(Passage):
---+---

# Planting essentials as pest control



## brooksbeefarm (Apr 13, 2008)

*pest control*

Yea, a 22 rifle.


----------



## summer1052 (Oct 21, 2007)

Nasturtums
Marigolds
Pennyroyal
Rue
Garlic Chives


Summer


----------



## dragonfly (Jun 18, 2002)

I would go heavy on the thyme, and I would plant lots of rosemary (I don't know if rosemary has any pest control properties, but the bees love it). I also don't know of lemon balm has anything that is beneficial, but will try to find out. Bees love it as well, and it's really hardy. Any of the mints are probably a good choice.


----------



## Zane (Mar 28, 2008)

brooksbeefarm pest control "yeah a 22 rifle".:lpf:
LOL thats where the 2 rottweilers to take care if anything biger that a tick.They even chase flies but them bee pests are the idea here.

Jack, they havent taken my guns away yet so the 22, 223 and 3 1/2" 12 guage are ready at a moments notice for anything they cant bring down! 

I'll plant lemon, and bee balm also and will look into these others thanks


----------



## dragonfly (Jun 18, 2002)

Zane, I found some information on lemon balm and will link it for you.

---+---

(Job 1): Say whether each statement agrees with the pest control thread, answering yes or no and quoting the words of the thread that decide it. (a) dragonfly says bees love rosemary. (b) dragonfly is certain that rosemary has pest control properties. (c) Zane says he will plant bee balm.

Rows from a data source:
---+---

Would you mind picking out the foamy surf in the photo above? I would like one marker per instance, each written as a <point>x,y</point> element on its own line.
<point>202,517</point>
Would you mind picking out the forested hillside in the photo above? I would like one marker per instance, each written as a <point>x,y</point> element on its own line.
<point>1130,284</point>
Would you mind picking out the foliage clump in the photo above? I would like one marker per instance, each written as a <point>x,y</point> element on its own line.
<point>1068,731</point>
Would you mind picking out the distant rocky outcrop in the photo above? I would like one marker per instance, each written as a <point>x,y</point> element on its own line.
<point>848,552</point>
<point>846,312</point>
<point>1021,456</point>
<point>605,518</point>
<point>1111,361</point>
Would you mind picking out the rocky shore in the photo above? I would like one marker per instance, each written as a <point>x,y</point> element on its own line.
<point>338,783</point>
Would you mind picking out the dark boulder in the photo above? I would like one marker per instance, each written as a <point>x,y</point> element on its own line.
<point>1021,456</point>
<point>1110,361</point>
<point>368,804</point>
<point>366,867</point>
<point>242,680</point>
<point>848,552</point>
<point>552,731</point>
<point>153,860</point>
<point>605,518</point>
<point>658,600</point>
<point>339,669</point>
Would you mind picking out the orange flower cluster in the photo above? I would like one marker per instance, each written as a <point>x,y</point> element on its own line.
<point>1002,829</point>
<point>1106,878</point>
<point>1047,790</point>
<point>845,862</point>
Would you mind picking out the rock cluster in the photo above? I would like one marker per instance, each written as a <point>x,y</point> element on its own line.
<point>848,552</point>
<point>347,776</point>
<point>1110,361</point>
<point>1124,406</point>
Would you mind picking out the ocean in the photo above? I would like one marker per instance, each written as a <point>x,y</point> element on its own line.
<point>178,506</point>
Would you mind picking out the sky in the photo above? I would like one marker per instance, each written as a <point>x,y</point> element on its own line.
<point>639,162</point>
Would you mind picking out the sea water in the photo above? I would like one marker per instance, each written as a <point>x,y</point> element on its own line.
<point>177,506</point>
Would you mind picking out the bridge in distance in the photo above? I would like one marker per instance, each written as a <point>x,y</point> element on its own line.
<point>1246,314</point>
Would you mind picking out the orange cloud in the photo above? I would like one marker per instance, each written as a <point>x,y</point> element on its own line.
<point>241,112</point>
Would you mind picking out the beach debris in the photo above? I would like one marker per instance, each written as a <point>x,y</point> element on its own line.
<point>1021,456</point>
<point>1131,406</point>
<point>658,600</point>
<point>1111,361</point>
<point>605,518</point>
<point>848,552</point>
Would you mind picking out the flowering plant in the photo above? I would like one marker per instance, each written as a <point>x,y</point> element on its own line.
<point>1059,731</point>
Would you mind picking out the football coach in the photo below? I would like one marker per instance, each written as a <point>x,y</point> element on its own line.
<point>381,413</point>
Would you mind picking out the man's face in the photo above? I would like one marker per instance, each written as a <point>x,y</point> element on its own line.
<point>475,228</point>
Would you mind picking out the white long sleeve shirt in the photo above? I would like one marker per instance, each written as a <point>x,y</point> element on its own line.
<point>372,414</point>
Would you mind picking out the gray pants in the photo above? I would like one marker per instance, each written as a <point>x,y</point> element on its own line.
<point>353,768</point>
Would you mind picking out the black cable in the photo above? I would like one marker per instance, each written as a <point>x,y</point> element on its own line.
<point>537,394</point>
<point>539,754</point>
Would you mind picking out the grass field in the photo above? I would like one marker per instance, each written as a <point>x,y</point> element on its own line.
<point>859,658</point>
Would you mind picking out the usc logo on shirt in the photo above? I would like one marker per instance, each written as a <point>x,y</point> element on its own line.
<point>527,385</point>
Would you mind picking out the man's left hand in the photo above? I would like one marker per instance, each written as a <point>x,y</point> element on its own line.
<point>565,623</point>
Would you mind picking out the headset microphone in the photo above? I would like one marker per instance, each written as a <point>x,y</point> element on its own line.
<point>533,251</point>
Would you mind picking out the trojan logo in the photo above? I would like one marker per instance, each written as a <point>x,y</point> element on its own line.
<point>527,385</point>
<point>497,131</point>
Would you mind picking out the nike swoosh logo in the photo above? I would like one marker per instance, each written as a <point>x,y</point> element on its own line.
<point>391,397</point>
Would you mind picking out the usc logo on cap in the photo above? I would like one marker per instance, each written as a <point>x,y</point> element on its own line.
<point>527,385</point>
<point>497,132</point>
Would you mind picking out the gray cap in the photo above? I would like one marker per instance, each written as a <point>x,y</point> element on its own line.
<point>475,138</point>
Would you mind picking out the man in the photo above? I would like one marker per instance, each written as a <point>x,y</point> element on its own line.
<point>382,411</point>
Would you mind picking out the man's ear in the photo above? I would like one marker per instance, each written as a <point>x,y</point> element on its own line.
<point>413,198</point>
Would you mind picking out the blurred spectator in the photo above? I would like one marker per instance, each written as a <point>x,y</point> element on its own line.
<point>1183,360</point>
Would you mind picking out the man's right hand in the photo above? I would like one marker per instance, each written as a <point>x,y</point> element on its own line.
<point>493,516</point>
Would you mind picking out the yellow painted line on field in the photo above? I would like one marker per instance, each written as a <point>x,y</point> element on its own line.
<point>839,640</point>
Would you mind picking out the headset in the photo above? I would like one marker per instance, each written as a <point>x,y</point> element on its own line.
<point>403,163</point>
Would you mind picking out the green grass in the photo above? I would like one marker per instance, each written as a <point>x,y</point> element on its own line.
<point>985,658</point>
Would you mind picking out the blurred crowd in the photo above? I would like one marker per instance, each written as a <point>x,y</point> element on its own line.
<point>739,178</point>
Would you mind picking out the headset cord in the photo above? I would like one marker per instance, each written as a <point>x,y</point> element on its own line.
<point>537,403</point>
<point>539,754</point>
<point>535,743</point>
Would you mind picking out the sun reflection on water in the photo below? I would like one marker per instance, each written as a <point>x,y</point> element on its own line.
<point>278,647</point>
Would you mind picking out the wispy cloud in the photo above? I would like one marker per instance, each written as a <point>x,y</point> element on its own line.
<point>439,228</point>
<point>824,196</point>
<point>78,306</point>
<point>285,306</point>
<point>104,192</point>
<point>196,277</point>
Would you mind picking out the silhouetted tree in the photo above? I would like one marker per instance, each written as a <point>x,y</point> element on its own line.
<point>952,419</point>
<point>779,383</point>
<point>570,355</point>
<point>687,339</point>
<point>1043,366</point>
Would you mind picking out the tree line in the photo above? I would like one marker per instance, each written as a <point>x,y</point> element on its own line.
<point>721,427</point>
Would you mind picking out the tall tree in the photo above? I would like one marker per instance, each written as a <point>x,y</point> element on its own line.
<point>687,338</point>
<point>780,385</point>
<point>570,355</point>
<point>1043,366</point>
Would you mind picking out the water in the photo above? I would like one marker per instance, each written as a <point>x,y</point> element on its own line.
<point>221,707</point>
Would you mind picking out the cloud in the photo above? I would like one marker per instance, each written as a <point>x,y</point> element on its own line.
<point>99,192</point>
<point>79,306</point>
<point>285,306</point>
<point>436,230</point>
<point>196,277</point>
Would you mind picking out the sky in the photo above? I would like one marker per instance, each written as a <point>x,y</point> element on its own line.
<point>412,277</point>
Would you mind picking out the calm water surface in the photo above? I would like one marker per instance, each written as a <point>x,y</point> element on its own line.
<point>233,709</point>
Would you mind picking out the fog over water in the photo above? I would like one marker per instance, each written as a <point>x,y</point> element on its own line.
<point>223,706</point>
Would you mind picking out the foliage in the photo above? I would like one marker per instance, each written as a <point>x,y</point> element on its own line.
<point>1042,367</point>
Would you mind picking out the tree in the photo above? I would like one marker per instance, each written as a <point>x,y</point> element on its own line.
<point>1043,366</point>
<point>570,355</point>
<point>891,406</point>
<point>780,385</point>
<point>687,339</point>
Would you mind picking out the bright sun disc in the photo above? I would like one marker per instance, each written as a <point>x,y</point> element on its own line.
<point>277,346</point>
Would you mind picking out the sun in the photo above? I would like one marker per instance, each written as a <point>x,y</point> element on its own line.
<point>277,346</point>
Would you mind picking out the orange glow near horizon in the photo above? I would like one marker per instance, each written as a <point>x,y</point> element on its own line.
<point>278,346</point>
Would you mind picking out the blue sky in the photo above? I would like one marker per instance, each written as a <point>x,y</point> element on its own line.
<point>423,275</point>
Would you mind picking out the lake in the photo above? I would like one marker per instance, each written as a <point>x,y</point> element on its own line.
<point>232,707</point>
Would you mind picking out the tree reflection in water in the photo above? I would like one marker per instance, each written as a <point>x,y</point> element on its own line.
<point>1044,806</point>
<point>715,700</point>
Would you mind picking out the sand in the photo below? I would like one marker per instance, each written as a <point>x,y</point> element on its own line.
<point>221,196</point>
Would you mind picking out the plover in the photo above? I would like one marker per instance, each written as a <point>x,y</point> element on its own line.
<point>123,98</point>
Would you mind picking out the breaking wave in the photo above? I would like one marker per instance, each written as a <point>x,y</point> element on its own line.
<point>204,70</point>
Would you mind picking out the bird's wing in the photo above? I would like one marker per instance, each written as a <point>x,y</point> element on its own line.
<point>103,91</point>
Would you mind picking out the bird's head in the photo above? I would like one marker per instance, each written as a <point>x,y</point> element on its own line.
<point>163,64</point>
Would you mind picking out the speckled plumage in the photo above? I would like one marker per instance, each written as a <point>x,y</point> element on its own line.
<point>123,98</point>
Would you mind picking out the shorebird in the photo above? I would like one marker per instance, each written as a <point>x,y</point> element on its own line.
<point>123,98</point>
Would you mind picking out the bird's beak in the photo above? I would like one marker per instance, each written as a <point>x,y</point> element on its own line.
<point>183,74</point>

---+---

(Job 2): Scale the rows, starting at the line that contains "Would you mind picking out the gray cap" and stopping after the line that contains "<point>839,640</point>". Repeat each of those lines with the requests included, multiply every point coordinate in the answers by 0.55, round to whole numbers with halves going up, and return only those lines.

(Exercise result 1):
(a) Yes: "but the bees love it"
(b) No: "I don't know if rosemary has any pest control properties"
(c) Yes: "I'll plant lemon, and bee balm also"

(Exercise result 2):
Would you mind picking out the gray cap in the photo above? I would like one marker per instance, each written as a <point>x,y</point> element on its own line.
<point>261,76</point>
Would you mind picking out the man in the photo above? I would like one marker per instance, each written as a <point>x,y</point> element on its own line.
<point>210,226</point>
Would you mind picking out the man's ear in the photo above? I would like one marker per instance, each written as a <point>x,y</point> element on its own line.
<point>227,109</point>
Would you mind picking out the blurred spectator in the photo above? I would like one marker per instance, each written as a <point>x,y</point> element on its own line.
<point>651,198</point>
Would you mind picking out the man's right hand in the photo above? I would like one marker per instance, each written as a <point>x,y</point> element on its own line.
<point>271,284</point>
Would you mind picking out the yellow painted line on field in the photo above? I would like one marker per instance, each written as a <point>x,y</point> element on its own line.
<point>461,352</point>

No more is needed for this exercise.